DIRECTIONS FOR THIS TASK. Pick out each line in the material that includes the word "counter" and copy those lines in full.

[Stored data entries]
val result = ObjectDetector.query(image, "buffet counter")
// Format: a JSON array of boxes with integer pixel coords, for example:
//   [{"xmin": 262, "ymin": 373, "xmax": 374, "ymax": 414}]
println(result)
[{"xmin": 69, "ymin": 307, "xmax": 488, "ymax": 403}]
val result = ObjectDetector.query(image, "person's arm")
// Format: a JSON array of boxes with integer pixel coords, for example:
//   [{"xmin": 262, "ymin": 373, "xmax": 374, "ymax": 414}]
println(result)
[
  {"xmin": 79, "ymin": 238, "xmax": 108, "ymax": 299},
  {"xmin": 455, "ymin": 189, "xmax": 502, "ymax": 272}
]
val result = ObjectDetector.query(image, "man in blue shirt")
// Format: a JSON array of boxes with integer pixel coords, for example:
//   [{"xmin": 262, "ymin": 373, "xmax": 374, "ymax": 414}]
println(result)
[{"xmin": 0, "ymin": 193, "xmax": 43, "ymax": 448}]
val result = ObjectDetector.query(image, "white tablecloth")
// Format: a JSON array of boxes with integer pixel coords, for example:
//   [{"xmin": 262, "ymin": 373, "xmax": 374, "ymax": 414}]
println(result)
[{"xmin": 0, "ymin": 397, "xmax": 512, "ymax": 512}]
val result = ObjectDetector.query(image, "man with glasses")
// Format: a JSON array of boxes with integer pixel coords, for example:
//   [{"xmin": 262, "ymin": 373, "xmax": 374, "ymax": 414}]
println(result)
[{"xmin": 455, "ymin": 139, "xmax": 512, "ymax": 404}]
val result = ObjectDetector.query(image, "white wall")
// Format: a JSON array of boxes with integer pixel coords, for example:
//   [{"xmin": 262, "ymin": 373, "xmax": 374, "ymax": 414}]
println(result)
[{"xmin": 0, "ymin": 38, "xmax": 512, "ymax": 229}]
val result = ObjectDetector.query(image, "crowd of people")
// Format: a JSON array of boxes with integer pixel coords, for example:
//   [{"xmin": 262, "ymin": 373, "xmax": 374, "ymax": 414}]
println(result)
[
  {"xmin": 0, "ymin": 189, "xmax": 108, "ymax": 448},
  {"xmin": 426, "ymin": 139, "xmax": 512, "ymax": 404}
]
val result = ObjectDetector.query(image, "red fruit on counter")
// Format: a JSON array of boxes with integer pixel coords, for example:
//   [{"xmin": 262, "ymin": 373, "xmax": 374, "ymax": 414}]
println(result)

WRITTEN RESPONSE.
val result = ObjectDetector.query(image, "buffet counter")
val result = ObjectDetector.query(image, "red fruit on counter")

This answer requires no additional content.